▸ 引用文
+++++

【現場の声】アルゼンチン新政権の見通し(2023年11月28日時点)についてジェトロ・ブエノスアイレスにききました

2023年11月28日
全体に公開

このトピックスでは現場に近い方に(遠隔も含めて)インタビューも行います。今回は、ジェトロ・ブエノスアイレスの西澤裕介所長にSNS、メール等を通じてインタビューしました。(注意:本情報は2023日11月28日時点のものですので、今後、本コメントの内容の通りとはならない場合もありえます。その点はご承知おきください)

ドル化政策の公約はトーンダウン。実現の可否は未知数

竹下:西澤さん、ご多忙な中、ご協力頂き有難うございます。日本でもミレイ氏の政策の帰趨が興味をもって見られています。ミレイ氏が公約に掲げていたドル化、中央銀行廃止といった政策も、選挙戦後期にはトーンダウンしたようですが、現時点でその変化をどう把握されていますか?高インフレ収束・経済安定化というシナリオ実現の可否も含めて現地でどうとらえられているのか教えてください。

+++++

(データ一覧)
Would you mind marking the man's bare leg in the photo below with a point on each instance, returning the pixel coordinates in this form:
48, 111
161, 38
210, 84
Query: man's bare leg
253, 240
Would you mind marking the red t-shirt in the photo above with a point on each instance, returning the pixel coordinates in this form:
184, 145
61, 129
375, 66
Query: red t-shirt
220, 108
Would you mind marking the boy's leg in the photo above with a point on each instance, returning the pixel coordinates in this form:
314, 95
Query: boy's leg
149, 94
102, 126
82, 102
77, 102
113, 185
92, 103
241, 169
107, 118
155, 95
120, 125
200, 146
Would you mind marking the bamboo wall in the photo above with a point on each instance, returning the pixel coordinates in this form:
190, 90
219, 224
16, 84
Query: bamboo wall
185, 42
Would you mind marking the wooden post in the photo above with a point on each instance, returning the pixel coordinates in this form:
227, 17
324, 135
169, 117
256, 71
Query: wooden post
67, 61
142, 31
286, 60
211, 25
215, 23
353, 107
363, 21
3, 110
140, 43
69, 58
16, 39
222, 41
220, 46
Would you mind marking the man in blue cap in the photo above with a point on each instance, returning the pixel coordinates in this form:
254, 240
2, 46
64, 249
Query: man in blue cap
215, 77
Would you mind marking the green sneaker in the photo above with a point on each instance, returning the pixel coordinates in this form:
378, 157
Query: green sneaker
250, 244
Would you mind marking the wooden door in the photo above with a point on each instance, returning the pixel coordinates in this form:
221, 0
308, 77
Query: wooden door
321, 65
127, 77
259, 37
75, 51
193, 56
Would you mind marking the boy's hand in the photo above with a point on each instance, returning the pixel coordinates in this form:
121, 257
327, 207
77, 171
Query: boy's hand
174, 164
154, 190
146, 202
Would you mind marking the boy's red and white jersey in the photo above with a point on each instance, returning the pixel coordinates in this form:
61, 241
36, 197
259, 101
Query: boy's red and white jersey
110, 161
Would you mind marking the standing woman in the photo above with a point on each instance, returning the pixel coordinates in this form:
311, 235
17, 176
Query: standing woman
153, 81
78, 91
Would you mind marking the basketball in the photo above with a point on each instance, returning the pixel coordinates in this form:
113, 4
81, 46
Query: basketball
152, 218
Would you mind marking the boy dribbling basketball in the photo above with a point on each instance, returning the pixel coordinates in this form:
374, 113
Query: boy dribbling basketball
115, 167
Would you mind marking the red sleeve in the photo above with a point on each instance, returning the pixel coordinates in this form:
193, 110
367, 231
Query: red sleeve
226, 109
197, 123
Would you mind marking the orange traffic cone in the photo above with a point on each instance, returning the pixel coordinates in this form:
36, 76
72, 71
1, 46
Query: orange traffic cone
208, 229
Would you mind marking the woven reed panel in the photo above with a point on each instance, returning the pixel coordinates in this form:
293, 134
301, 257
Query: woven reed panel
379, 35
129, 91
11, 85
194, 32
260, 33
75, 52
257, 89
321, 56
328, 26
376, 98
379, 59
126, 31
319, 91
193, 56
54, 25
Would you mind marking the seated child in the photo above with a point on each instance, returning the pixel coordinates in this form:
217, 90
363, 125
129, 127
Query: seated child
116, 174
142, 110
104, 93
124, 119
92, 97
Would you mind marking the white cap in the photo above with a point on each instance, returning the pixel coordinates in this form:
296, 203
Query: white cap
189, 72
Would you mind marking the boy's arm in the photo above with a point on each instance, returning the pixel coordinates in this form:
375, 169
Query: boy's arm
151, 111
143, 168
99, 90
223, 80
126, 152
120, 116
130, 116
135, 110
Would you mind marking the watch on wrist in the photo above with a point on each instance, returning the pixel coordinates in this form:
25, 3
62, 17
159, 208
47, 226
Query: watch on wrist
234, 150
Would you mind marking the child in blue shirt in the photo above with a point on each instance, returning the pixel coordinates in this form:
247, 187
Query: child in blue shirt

+++++

▸ 作業指示
引用文に名前が出てくる人物をすべて挙げてください。同じ人物が複数回出てくる場合は一度だけ数えてください。

▸ 結果
引用文に名前が出てくる人物は、西澤裕介、竹下、ミレイの3人です。